Facebook joins Google in warning DNSChanger victims
Warnings follow decision to withdraw safety net on 9 July
Federal authorities will not seek a further extension to a DNSChanger safety net, meaning an estimated 360,00 security laggards will be unable to use the internet normally unless they clean up their systems before a 9 July deadline.
DNSChanger changed the domain name system (DNS) settings of compromised machines to point surfers to rogue servers – which hijacked web searches and redirected victims to dodgy websites as part of a long-running click-fraud and scareware distribution racket. The FBI dismantled the botnet's command-and-control infrastructure back in November, as part of Operation GhostClick.
In place of the rogue servers, a bank of duplicate machines was set up to resolve internet look-up queries from compromised boxes. This system was established under a court order, which has already been extended twice. The move meant users of compromised machines could use the internet normally – but the safety net by itself did nothing to change the fact that infected machines needed to be cleaned.
At its peak as many four million computers were infected by DNSChanger. An estimated 360,000 machines are still infected and there's no sign that further extending the safety net will do any good, hence a decision to try other tactics while withdrawing the DNS safety net, which has served its purpose of granting businesses with infected machines time to clean up their act.
--
For each statement, answer yes or no according to the article on DNSChanger, and quote the words that decide it: (a) The FBI dismantled the botnet's command-and-control infrastructure in November. (b) The duplicate servers cleaned the infected machines. (c) The court order behind the safety net has been extended three times. The data that follows is separate material and has no connection to the article on DNSChanger.

■ INFORMATION GIVEN
--
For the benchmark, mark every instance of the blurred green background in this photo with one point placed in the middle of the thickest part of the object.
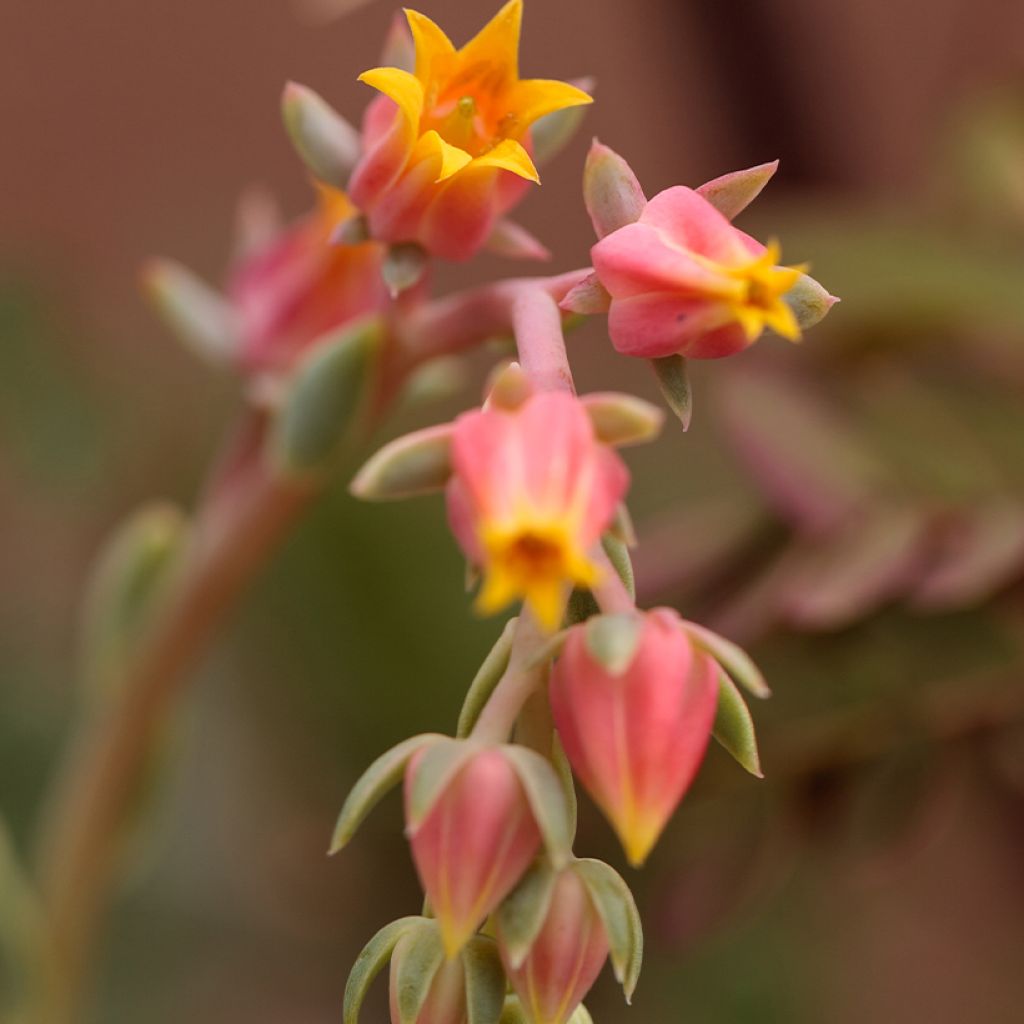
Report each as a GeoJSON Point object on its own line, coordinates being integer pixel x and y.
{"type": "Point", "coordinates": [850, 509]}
--
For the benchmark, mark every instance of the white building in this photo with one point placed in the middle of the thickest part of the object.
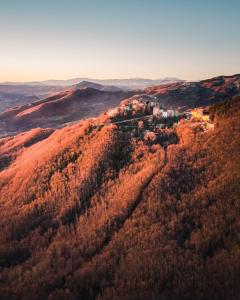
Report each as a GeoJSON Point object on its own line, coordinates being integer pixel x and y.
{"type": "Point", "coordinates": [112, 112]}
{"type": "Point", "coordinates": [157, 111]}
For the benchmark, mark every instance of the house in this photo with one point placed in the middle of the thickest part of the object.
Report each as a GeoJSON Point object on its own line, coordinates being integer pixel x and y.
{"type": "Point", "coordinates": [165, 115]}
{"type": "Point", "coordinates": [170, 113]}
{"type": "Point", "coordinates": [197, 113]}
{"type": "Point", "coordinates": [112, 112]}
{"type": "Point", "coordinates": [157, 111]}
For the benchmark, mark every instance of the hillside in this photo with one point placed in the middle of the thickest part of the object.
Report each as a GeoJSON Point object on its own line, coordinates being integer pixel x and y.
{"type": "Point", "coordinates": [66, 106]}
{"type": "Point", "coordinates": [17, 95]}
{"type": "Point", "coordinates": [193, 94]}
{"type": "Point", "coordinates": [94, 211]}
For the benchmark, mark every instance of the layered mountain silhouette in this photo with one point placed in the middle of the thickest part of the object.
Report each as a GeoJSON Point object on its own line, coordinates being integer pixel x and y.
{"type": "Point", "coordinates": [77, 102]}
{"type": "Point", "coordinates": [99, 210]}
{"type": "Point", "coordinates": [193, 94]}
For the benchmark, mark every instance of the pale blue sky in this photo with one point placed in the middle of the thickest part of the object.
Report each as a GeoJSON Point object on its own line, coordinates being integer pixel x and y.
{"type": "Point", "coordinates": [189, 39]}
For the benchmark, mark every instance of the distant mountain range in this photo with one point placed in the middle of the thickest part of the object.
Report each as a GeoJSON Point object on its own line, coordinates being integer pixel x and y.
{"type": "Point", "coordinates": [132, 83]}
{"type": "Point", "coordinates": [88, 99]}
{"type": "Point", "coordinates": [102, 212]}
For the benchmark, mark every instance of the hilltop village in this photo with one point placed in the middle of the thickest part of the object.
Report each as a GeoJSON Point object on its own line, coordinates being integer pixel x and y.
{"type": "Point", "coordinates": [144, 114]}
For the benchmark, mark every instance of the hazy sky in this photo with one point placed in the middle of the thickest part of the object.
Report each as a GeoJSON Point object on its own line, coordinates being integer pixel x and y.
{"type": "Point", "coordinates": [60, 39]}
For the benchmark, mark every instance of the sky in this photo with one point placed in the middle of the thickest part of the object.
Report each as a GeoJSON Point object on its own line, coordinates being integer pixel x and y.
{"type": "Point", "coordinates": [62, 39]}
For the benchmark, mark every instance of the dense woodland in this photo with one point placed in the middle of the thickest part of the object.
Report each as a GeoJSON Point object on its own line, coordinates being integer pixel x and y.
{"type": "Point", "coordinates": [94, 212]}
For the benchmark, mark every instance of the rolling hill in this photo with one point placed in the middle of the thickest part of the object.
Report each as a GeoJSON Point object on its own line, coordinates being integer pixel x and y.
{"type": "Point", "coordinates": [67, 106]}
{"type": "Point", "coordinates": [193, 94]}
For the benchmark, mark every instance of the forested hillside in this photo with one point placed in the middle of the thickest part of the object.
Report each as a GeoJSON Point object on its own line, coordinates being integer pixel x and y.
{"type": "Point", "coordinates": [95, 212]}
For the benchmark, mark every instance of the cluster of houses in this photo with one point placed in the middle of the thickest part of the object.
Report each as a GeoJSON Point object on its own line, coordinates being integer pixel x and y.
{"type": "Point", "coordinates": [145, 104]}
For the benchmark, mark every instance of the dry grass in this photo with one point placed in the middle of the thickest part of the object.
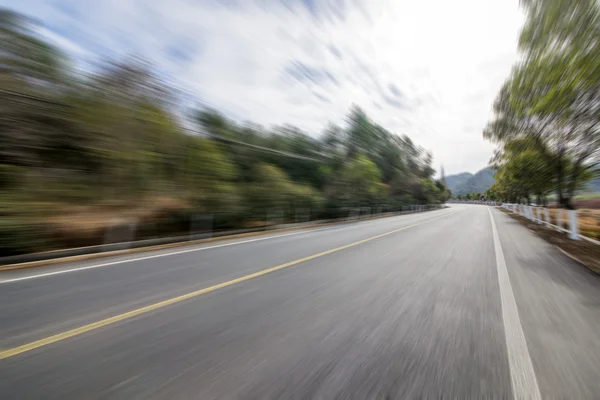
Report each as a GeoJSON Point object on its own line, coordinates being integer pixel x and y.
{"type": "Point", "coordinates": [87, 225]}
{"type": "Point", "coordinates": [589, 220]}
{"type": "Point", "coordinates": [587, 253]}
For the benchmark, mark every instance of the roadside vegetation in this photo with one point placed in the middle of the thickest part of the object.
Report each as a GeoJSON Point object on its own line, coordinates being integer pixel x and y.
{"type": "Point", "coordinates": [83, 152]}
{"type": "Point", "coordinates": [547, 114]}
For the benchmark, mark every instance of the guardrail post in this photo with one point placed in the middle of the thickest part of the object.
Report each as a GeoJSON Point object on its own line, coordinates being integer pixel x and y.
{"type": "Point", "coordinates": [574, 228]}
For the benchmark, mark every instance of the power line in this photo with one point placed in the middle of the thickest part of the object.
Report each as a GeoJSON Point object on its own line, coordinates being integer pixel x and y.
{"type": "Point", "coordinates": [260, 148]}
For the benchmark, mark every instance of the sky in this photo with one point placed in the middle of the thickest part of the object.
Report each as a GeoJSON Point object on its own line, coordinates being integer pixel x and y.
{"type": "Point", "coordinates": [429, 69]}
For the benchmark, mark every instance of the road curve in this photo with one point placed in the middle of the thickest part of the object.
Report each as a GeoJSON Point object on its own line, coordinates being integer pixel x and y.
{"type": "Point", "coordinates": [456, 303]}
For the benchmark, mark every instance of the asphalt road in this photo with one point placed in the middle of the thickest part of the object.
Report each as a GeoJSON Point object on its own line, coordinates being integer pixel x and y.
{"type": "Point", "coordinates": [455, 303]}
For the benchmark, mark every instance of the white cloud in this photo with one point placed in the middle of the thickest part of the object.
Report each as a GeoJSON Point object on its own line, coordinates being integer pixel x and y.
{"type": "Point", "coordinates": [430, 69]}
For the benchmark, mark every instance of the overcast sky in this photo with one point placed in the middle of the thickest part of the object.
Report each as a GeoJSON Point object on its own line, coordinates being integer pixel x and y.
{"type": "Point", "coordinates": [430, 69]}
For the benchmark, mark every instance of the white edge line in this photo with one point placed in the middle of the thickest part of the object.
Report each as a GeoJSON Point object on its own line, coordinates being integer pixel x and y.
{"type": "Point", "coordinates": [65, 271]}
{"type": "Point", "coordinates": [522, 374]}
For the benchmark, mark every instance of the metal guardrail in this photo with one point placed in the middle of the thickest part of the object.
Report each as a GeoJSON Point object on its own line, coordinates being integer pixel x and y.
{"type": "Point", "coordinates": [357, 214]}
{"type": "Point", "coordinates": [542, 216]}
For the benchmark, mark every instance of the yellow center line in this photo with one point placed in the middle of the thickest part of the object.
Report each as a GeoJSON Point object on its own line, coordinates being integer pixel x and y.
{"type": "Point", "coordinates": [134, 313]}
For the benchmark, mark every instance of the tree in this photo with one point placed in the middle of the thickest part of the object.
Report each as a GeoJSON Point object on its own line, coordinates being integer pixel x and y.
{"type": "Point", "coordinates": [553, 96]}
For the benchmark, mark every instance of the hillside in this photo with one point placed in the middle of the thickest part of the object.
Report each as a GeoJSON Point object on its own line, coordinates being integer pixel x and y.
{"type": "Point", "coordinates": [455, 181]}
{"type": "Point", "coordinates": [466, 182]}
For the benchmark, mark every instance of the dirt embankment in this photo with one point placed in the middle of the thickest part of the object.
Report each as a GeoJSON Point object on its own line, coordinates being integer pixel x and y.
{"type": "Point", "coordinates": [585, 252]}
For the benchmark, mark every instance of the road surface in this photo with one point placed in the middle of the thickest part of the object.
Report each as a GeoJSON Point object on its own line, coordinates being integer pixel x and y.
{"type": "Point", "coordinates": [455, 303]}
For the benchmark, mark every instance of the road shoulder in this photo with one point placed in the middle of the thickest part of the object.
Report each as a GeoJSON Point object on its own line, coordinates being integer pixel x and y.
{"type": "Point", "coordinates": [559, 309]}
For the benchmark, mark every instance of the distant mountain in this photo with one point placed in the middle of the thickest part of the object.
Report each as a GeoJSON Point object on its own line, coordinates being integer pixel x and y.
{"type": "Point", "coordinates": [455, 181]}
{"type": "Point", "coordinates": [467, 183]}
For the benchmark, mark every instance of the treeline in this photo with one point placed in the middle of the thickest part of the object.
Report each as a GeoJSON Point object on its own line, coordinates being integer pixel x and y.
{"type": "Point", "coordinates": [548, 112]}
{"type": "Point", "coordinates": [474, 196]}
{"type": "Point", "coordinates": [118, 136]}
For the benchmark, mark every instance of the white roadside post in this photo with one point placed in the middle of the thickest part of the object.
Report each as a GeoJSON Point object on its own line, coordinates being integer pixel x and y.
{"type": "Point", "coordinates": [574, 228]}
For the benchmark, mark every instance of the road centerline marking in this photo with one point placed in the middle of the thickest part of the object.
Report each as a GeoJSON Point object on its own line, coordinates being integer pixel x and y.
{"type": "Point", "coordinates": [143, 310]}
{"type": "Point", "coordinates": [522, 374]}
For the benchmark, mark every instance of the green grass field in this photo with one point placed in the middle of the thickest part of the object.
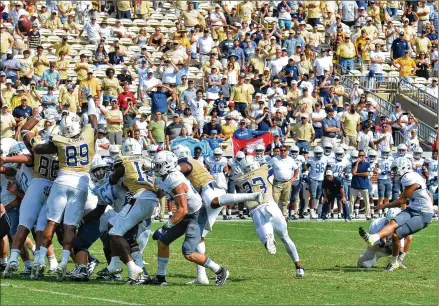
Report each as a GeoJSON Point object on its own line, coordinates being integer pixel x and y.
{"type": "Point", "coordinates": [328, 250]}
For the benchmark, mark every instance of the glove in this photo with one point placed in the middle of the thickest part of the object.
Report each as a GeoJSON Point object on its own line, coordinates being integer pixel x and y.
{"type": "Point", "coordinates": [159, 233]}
--
■ WRITTEN RESPONSE
(a) Yes: "The FBI dismantled the botnet's command-and-control infrastructure back in November, as part of Operation GhostClick."
(b) No: "but the safety net by itself did nothing to change the fact that infected machines needed to be cleaned."
(c) No: "which has already been extended twice."